* **Directions**
Update the material below by changing every occurrence of "newline-separated" to "one per line". Leave all other text unchanged.
>> begin Exercise inputs
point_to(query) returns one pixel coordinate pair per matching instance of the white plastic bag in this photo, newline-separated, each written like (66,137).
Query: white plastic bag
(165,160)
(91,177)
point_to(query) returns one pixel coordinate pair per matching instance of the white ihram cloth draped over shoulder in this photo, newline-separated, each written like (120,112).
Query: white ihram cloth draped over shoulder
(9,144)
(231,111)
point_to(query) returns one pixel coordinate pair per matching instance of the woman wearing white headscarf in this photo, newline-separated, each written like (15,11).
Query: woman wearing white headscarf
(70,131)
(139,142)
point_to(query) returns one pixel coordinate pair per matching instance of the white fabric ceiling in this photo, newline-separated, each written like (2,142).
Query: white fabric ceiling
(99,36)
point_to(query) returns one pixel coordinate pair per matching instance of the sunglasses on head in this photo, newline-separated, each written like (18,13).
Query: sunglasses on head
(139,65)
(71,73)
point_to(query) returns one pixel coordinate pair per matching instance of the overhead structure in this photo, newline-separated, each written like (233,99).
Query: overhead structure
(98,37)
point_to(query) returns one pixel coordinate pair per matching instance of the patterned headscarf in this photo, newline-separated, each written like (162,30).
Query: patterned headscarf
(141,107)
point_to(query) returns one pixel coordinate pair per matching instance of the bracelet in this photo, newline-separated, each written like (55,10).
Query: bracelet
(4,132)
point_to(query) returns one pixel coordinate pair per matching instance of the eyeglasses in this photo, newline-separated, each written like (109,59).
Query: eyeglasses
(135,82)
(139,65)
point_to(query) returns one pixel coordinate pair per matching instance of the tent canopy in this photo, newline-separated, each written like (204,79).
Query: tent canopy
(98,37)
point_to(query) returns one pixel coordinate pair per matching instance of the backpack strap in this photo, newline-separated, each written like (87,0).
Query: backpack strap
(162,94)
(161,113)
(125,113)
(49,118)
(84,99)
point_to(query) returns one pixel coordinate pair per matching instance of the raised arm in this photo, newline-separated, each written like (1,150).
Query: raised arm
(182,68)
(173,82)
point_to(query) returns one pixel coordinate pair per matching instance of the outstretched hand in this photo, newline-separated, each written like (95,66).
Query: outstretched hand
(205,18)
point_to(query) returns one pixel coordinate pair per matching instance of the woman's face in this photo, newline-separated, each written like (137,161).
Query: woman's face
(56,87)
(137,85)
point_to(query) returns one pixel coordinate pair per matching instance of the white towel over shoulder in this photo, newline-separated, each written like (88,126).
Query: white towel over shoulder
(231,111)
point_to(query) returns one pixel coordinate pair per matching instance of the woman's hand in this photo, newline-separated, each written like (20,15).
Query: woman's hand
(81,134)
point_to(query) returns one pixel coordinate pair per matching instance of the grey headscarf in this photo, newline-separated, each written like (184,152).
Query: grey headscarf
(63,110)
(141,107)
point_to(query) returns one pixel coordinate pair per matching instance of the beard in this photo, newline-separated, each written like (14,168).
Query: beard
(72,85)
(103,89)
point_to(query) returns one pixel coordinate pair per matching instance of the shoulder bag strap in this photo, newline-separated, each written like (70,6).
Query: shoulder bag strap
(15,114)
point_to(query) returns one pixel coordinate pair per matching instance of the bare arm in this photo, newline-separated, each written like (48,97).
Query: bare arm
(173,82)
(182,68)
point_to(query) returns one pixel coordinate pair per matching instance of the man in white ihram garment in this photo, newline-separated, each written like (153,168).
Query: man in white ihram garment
>> end Exercise inputs
* **Exercise solution**
point_to(query) returns one pixel coordinate pair per matching instance of the white plastic bag in this photo, one per line, each written like (66,137).
Query: white plastic bag
(165,160)
(91,177)
point_to(query) returns one pixel coordinate pair per matching instance of the white ihram cloth draped over shoulder in this photo, one per line, each written like (120,112).
Query: white ihram cloth draped over shoulder
(9,144)
(231,111)
point_to(query) returns one pixel coordinate pair per matching instance of the woman wearing white headscarf in this photo, one per line, each written like (15,11).
Query: woman wearing white headscarf
(70,131)
(139,142)
point_to(query) returns one pixel coordinate pair per matching instance of the white fabric ceiling in this photo, one per line, each written like (2,142).
Query: white fabric ceiling
(99,36)
point_to(query) returns one pixel coordinate pair per matching instance of the sunglasses on head in this photo, one per line, each written like (18,13).
Query: sunglasses on head
(139,65)
(71,73)
point_to(query) returns one pixel coordinate pair per matching instance of the overhead structure in this photo, one per line, each written like (233,99).
Query: overhead structure
(98,37)
point_to(query) returns one pixel coordinate pair per matching instance of the patterned headscarf in this photo, one per line, each written like (162,30).
Query: patterned headscarf
(141,107)
point_to(query) returns one pixel coordinate pair per matching instance of the bracelet in this photo, one per line, each written like (55,10).
Query: bracelet
(4,132)
point_to(query) returns one pixel coordinate pair per matching instance of the eyeglasses in this photo, one per line, each written like (109,59).
Query: eyeglasses
(135,82)
(139,65)
point_to(query) returns one pixel coordinate pair per matching instance of the tent canopy in this photo, one per line, each written like (204,79).
Query: tent canopy
(98,37)
point_to(query) returns one pixel coordinate pair per matching instance of the backpack strap in this photo, one per line, each written like (87,0).
Query: backpack strap
(162,94)
(161,113)
(125,113)
(49,118)
(84,99)
point_to(query) returns one pixel coordinate pair per matching instance of the raised arm in this photo, one per line, each written like (1,150).
Query: raised arm
(182,68)
(173,82)
point_to(query) returns one pixel coordinate pair per matching instance of the outstretched hand in this photo, one per line, each written like (95,66).
Query: outstretched hand
(205,18)
point_to(query) returns one pixel coordinate pair per matching instance of the woman's face in this photo, one per line, each written like (137,161).
Query: woman's face
(56,87)
(137,85)
point_to(query) returns one pixel coordinate pair per matching instance of the white towel over shoulder in this photo, one per line, each written like (88,126).
Query: white towel over shoulder
(231,111)
point_to(query) returns one pixel coordinate pair per matching instance of the woman's hand in this photo, one per line, each written like (20,15).
Query: woman's hand
(81,134)
point_to(query) returns one pixel coordinate pair per matching instance of the grey headscarf in this photo, one per line, each written like (184,152).
Query: grey headscarf
(63,110)
(141,107)
point_to(query) returns one pixel coordinate pair per matching instance of the beard in this photo, one per line, each written like (14,168).
Query: beard
(72,85)
(103,89)
point_to(query) returns one pixel coordinate pair per matching instance of the shoulder bag strap in this photo, one per line, each written like (70,6).
Query: shoulder bag strap
(15,114)
point_to(query) returns one pixel coordinate pair per matching instance of the bare arm in this photo, one per line, each written like (48,97).
Query: bare arm
(173,82)
(182,68)
point_to(query) returns one pixel coordinate pair per matching instance of the man in white ihram garment in this photo, one per line, each written like (153,168).
Query: man in white ihram garment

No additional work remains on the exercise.